• _Given problem_:
Below is a block of records; reproduce all of them exactly and leave out any pictures.

>> start Listed records

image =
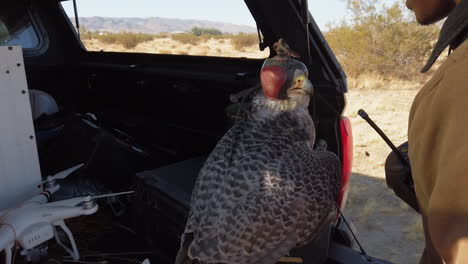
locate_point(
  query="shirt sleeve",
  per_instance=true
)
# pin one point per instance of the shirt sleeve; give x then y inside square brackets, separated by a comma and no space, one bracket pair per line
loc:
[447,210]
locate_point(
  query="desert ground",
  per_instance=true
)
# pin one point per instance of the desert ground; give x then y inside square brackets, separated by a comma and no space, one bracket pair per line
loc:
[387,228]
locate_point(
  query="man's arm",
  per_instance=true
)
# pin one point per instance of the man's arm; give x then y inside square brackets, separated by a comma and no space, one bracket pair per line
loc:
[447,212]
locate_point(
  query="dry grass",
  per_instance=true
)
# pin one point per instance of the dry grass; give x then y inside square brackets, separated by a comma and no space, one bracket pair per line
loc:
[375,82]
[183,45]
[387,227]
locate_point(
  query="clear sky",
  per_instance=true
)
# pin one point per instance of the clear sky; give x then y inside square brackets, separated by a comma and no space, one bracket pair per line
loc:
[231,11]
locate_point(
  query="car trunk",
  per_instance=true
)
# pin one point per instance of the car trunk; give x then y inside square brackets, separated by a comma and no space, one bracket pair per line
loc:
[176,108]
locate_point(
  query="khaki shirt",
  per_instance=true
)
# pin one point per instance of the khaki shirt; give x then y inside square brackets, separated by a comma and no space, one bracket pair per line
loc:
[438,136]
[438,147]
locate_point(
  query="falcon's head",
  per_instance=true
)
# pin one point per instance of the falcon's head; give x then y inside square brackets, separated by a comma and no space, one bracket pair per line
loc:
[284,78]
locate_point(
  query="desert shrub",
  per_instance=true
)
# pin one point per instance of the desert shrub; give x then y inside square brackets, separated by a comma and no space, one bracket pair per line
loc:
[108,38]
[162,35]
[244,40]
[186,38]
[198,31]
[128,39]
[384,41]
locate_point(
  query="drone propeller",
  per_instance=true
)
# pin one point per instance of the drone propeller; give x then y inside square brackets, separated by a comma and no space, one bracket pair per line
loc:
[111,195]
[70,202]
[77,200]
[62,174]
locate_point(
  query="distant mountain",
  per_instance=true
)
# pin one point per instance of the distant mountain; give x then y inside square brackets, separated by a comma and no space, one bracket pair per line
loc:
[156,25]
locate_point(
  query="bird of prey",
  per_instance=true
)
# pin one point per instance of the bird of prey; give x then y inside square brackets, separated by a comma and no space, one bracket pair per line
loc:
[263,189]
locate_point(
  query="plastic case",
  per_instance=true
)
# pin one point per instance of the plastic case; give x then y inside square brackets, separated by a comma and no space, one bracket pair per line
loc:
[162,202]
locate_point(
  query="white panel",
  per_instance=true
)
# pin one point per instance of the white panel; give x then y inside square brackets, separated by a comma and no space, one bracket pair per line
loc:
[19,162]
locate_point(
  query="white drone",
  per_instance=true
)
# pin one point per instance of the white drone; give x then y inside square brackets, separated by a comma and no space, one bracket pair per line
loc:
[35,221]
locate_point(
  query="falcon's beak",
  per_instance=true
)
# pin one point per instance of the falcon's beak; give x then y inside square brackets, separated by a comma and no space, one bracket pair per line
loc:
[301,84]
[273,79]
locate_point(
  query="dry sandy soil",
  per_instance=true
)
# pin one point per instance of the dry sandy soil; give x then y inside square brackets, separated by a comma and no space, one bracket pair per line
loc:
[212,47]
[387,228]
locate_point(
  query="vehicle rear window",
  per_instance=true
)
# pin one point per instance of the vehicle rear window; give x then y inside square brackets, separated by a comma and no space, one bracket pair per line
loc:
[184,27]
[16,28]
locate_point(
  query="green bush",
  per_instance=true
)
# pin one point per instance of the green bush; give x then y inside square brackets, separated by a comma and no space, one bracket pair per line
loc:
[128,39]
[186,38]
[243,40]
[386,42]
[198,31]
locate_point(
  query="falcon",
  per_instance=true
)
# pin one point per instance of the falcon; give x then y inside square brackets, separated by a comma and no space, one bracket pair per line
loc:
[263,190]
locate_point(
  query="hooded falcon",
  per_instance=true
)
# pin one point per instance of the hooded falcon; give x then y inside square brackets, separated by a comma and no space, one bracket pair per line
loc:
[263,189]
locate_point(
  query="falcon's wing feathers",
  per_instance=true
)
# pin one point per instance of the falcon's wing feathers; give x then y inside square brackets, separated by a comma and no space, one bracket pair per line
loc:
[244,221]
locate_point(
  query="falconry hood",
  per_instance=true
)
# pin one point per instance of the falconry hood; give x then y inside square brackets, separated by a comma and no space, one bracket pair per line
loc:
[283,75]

>> end Listed records

• _Exercise output_:
image =
locate_point(
  query="shirt sleeve",
  per_instance=true
)
# pin one point per instance of the shirt sleeve; give x then y inside square brackets, separated by a comma and no space, one bracket pair per line
loc:
[447,210]
locate_point(
  query="desert ground",
  per_instance=true
)
# pin one point per instance of the desert ground; give x then y inside square brackets, separated by a comma and no space, one bracket pair per line
loc:
[387,228]
locate_point(
  query="man's arm",
  per_instance=true
)
# pin one point per instance of the man's arm; give x then y inside square brackets, separated by a comma and no space, one bracket pair per line
loc:
[447,212]
locate_point(
  query="dry grass",
  per_instance=true
)
# pin one point per instance of the dry grass; give x then y inside square brackets, separated by a comma and no space, one bracket pair per line
loc:
[375,82]
[183,45]
[387,227]
locate_point(
  query="clear sky",
  per_instance=true
)
# pin one point per instance of the clear sky; give x then y inside square brackets, separated by a comma and no space, one bracket pair per line
loc:
[231,11]
locate_point(
  query="car trunk",
  per_instance=true
)
# pin one point per instance of the car trunk; give x then y inside square brackets, separated by a comma and no space, one bracket pair per line
loc:
[176,108]
locate_point(
  query="khaki shirt",
  per_instance=true
)
# pin one point per instance of the khaki shirt; give x then y inside square brackets, separated by a comma and no space, one bracket pair per line
loc:
[438,136]
[438,147]
locate_point(
  query="falcon's head",
  per_instance=true
)
# pin one point per instance of the falcon's head; give x then y inside square brackets, separated by a comma and no space, one bracket pair per line
loc:
[284,78]
locate_point(
  query="desert shrub",
  per_instance=true
)
# pin one point per instance of the desert shrub; give x then y inside square brackets, separated by a comma and no space, one bracket pair per line
loc:
[108,38]
[162,35]
[244,40]
[186,38]
[198,31]
[128,39]
[384,41]
locate_point(
  query="drone propeller",
  per_instance=true
)
# pin one point per instance of the drone propeller; give x then y inside square brackets, separated by a comma and no space, one bracket pair per line
loc:
[111,195]
[70,202]
[77,200]
[62,174]
locate_point(
  query="distant mountain",
  per_instance=true
)
# pin one point per instance of the distant mountain; give x then y inside square brackets, separated by a comma and no space, one bracket pair per line
loc:
[156,25]
locate_point(
  query="bird of prey",
  per_instance=true
)
# pin one point per instance of the bird of prey; give x then y inside square brackets, separated by a comma and no space, one bracket pair per line
loc:
[263,189]
locate_point(
  query="plastic case",
  per_instance=true
)
# pin one point per instance of the plastic case; give x then y inside square brackets, separated by a comma and no space, one bracket pair per line
loc:
[162,202]
locate_point(
  query="white panel",
  per_instance=true
)
# pin one point per instance of the white panel; give x then y inside square brackets, separated by a comma and no space, one bracket pair per line
loc:
[19,162]
locate_point(
  query="white drone",
  per_instance=true
)
# pin one point per instance of the white drone; give x then y inside square brackets, separated by a comma and no space, one bracket pair per line
loc:
[35,221]
locate_point(
  query="falcon's beak",
  per_instance=true
)
# pin one point per instance of the falcon's beak; give x then y inside square brackets, separated by a comma and no space, one bracket pair per line
loc:
[301,84]
[273,79]
locate_point(
  query="dry sandy soil",
  per_instance=true
)
# pin one point per instance of the dry sandy soil; give x then y inside square brackets, separated by a comma and no space, one bracket pair per line
loc:
[212,47]
[387,228]
locate_point(
  query="vehicle rear window",
  per_instance=true
)
# pin one point per instance of the vehicle rear window; give x then y inside square brackets, separated by a comma and no space, one bracket pair per line
loc:
[184,27]
[16,28]
locate_point(
  query="green bush",
  per_instance=true
)
# pin one point per instance of the green bush; give x then y inside square brackets, separated by a comma and no space, one bracket pair per line
loc:
[128,39]
[186,38]
[243,40]
[386,42]
[198,31]
locate_point(
  query="falcon",
  per_instance=true
)
# pin one point per instance of the falcon; give x then y inside square brackets, separated by a comma and no space, one bracket pair per line
loc:
[263,190]
locate_point(
  query="hooded falcon",
  per_instance=true
)
# pin one point per instance of the hooded falcon; give x then y inside square brackets, separated by a comma and no space, one bracket pair per line
loc:
[263,189]
locate_point(
  query="falcon's wing feathers",
  per_instance=true
)
# pin one point per instance of the falcon's wing feathers; give x then y inside square brackets, separated by a comma and no space, one bracket pair per line
loc:
[244,221]
locate_point(
  query="falconry hood",
  per_instance=true
)
# pin one point per instance of the falconry hood; give x then y inside square brackets, separated by a comma and no space, one bracket pair per line
loc:
[283,75]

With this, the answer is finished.